Quelles lignes des enregistrements ci-dessous contiennent le mot "boot" ? Sélectionnez-les toutes et recopiez-les.

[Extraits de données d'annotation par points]
---*---
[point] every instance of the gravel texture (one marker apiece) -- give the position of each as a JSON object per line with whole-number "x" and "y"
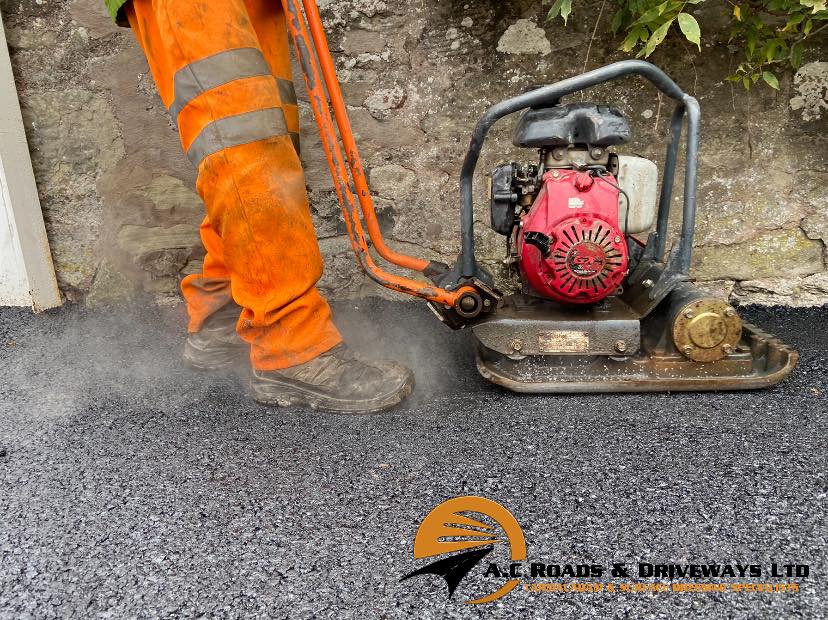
{"x": 132, "y": 487}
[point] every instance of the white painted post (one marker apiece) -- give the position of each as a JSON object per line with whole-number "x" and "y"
{"x": 27, "y": 276}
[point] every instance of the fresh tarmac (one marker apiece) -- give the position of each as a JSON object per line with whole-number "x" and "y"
{"x": 133, "y": 487}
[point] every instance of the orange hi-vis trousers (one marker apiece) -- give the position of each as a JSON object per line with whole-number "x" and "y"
{"x": 223, "y": 70}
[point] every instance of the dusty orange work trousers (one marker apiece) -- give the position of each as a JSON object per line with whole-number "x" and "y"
{"x": 223, "y": 70}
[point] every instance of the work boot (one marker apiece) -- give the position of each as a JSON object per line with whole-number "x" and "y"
{"x": 217, "y": 345}
{"x": 336, "y": 381}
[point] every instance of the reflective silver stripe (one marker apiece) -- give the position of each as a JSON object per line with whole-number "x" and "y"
{"x": 214, "y": 71}
{"x": 287, "y": 92}
{"x": 237, "y": 130}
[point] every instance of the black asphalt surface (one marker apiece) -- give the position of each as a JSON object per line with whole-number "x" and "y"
{"x": 133, "y": 487}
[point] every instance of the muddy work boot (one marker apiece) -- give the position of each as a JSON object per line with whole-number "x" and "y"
{"x": 336, "y": 381}
{"x": 217, "y": 345}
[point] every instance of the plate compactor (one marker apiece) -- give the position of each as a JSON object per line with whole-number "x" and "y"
{"x": 599, "y": 310}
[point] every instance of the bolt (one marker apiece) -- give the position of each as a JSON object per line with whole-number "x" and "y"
{"x": 468, "y": 303}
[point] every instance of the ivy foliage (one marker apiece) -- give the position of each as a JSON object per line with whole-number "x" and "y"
{"x": 769, "y": 36}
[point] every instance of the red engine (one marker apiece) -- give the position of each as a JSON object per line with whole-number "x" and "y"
{"x": 570, "y": 245}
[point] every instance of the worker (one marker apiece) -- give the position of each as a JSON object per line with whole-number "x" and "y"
{"x": 223, "y": 71}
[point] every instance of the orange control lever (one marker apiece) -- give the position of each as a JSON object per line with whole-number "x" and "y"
{"x": 319, "y": 103}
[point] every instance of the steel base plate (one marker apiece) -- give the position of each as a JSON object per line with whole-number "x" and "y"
{"x": 759, "y": 362}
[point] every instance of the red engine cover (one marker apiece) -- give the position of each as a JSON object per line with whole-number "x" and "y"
{"x": 587, "y": 259}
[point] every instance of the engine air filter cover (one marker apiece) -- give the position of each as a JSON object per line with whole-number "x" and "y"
{"x": 574, "y": 123}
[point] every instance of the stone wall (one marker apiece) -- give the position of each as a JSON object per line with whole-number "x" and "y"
{"x": 118, "y": 194}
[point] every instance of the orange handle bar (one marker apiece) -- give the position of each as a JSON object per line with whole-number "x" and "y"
{"x": 319, "y": 103}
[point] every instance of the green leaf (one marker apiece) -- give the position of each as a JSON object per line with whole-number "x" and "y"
{"x": 770, "y": 79}
{"x": 562, "y": 8}
{"x": 650, "y": 16}
{"x": 657, "y": 37}
{"x": 690, "y": 27}
{"x": 629, "y": 43}
{"x": 794, "y": 21}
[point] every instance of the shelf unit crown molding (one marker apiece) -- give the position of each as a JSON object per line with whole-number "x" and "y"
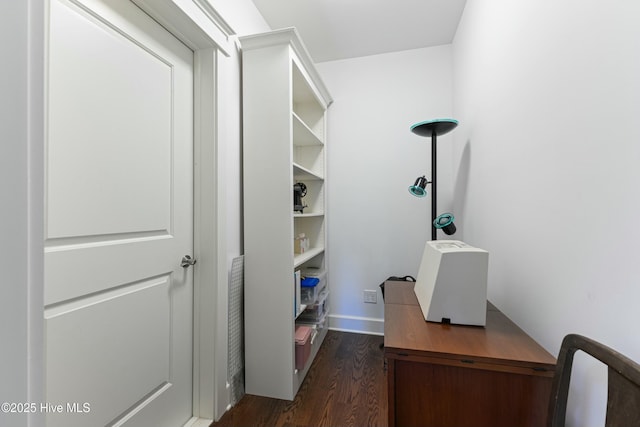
---*---
__RÉPONSE__
[point] every instance of the work boot (one marker apiece) -- give the position of each as a JSON object per line with whole-number "x" and "y"
[point] every instance of the muddy work boot (one marker apiece) -- give the position of each as a JSON object per line with whole-number "x" and "y"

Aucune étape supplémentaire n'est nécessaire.